** JOB **
Copy the records from the line with "For every instance of the curve" to the line with "[[160, 609], [459, 574]]", replacing "set one marker" with "place a single marker" and leaving all else unchanged.

** INPUT FOR THIS TASK **
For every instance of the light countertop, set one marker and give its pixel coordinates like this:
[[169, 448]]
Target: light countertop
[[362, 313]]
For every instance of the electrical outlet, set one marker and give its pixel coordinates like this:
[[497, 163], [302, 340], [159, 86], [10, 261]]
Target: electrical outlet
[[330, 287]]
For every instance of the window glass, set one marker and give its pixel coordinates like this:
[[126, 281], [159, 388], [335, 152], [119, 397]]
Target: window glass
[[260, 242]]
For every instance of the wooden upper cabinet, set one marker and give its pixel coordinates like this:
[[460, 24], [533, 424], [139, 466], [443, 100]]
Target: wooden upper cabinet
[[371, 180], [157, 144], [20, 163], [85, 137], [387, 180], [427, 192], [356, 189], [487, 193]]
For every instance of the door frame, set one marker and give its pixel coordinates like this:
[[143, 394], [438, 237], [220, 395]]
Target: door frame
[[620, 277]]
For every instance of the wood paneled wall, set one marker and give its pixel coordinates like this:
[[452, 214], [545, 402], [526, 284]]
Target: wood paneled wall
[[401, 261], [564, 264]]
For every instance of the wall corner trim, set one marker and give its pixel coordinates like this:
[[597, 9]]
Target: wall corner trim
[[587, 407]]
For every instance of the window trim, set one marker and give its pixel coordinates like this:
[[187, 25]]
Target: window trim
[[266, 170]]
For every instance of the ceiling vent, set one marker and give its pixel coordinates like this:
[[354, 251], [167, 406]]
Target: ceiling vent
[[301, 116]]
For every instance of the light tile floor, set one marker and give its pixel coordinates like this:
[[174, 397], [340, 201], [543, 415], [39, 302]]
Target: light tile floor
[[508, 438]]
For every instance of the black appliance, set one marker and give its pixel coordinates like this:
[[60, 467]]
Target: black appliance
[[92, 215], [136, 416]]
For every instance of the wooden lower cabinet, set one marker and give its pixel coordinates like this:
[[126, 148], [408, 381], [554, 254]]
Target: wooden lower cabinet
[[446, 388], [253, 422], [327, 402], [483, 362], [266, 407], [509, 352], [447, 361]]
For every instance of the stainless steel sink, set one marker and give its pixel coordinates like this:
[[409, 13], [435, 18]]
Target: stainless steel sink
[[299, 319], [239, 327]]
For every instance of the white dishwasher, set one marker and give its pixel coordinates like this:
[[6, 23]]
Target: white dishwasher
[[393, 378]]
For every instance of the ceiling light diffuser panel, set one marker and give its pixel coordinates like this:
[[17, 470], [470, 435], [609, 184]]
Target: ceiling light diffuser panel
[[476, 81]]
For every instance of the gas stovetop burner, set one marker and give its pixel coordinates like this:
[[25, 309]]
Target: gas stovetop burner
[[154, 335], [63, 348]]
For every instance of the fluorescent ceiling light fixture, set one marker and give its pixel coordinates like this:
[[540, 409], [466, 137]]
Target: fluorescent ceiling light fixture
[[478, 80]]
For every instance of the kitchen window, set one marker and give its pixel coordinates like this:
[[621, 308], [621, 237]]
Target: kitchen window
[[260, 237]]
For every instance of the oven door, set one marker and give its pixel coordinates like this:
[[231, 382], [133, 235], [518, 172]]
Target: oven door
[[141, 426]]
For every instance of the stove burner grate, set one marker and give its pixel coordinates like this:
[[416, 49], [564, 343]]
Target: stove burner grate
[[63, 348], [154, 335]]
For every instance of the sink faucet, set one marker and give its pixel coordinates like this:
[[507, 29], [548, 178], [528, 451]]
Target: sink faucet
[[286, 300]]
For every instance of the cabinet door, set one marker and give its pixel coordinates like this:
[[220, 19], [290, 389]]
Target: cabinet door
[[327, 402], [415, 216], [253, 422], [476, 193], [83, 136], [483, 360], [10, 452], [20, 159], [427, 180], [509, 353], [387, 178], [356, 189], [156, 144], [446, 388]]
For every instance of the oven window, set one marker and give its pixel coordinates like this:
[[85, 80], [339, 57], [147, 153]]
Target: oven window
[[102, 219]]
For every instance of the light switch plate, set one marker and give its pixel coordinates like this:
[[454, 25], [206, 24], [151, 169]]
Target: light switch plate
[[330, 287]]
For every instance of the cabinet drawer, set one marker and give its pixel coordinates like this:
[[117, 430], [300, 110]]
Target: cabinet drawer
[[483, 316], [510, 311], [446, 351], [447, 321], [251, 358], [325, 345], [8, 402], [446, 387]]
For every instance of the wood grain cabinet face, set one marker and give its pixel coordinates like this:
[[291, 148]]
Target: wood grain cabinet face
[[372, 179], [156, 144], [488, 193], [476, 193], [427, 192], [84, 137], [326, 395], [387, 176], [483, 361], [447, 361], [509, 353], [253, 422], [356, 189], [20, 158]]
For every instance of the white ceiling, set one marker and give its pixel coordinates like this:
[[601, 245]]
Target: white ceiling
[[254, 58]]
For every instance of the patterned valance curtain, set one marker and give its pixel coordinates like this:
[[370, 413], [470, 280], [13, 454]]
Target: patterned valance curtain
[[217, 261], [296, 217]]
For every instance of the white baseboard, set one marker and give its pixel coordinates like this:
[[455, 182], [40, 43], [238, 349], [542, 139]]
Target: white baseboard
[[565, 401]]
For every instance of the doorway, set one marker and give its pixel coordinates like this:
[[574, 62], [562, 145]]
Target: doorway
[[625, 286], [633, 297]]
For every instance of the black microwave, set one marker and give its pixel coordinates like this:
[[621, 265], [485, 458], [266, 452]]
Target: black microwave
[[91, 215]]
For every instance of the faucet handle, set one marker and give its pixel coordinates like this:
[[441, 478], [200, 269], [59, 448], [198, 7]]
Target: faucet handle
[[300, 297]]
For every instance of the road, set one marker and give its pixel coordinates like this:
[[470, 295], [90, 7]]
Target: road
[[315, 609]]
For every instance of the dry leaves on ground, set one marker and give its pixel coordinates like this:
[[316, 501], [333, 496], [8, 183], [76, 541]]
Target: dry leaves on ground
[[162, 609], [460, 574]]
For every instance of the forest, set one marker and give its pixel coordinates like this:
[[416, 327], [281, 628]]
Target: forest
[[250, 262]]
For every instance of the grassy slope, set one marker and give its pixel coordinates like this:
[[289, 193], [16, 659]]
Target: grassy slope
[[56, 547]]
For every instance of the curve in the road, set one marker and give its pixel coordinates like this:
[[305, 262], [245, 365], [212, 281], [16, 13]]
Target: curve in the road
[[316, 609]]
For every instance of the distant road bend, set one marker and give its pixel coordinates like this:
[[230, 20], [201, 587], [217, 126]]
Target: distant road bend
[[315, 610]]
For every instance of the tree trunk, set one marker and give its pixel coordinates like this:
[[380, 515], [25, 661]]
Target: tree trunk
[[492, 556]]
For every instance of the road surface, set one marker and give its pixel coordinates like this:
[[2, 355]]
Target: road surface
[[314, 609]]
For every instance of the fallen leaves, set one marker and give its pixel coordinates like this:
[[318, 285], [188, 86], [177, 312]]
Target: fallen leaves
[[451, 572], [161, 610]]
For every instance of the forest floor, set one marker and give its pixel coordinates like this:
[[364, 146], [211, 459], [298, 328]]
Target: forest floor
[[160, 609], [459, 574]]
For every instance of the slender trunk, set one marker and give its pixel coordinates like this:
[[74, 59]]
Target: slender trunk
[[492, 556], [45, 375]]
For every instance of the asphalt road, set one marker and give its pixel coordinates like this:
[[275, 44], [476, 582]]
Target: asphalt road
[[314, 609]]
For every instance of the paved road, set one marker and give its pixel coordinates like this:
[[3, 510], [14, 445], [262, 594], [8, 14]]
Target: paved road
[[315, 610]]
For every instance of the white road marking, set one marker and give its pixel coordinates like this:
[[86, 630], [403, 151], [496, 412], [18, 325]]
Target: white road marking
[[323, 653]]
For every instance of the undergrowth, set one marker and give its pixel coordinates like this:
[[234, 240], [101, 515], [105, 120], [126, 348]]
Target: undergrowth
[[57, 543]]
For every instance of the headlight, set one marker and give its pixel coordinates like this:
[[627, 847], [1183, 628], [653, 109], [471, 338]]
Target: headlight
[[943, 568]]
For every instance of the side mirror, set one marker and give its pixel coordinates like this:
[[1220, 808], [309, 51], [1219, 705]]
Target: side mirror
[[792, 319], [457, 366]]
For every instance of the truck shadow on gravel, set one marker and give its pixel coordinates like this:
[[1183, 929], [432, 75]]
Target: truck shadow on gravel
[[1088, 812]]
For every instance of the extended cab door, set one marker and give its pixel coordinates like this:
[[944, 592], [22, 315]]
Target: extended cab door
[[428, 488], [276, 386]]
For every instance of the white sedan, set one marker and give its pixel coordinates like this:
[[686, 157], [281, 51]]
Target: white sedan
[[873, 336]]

** TASK RESULT **
For every instance of the curve in the road, place a single marker and give its pixel coordinates like this:
[[305, 262], [245, 365], [212, 281], [16, 13]]
Target: curve in the road
[[316, 609]]
For every instance of the distant road bend, place a single marker and give its pixel coordinates like this:
[[230, 20], [201, 587], [217, 126]]
Target: distant road bend
[[315, 610]]
For every instance of the tree trunk, place a single marker and give its pixel coordinates like this:
[[380, 515], [25, 661]]
Target: tree trunk
[[492, 556]]
For every instance of the road surface, place a single marker and give its pixel coordinates like this:
[[2, 355]]
Target: road surface
[[314, 609]]
For every instance of the fallen leaves, place a single marker and give its pixel coordinates like this:
[[318, 285], [188, 86], [177, 312]]
Target: fallen leaves
[[451, 572], [161, 610]]
For every instance of the forest floor, place a single marker and give its pixel coordinates like this:
[[364, 146], [211, 459], [298, 328]]
Target: forest floor
[[160, 609], [459, 574]]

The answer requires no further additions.